PROBLEM TO WORK ON: Scan the entries for lines with the word "surface", then copy those lines.

Dataset items:
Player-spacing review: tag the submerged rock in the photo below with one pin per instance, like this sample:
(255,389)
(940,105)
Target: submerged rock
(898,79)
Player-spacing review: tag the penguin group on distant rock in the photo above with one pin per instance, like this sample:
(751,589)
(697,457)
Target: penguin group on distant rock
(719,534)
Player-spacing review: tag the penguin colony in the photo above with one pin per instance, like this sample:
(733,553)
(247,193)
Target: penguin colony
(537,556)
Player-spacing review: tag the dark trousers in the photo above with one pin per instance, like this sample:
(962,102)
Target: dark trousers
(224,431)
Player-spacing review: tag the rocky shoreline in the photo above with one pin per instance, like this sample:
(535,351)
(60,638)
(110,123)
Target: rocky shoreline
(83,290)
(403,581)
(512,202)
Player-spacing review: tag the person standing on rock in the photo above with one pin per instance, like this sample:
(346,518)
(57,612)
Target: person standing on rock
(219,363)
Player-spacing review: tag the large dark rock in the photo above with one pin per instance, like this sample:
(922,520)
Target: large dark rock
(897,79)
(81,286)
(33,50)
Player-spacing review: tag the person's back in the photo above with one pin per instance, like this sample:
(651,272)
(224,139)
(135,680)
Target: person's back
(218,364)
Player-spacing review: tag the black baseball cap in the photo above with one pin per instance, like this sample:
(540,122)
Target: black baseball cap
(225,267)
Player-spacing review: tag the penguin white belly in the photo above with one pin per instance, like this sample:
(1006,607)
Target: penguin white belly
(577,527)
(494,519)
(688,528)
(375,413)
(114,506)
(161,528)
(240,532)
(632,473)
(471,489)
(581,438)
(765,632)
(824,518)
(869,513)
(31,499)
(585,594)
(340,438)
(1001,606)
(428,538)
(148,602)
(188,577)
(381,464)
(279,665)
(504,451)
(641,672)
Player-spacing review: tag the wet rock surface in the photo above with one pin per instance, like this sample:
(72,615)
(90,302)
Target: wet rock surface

RESULT FOR THIS TASK:
Player-spacing review: tag the wet rock surface in the photo above with one pin per instance, like this sample:
Target: wet rock surface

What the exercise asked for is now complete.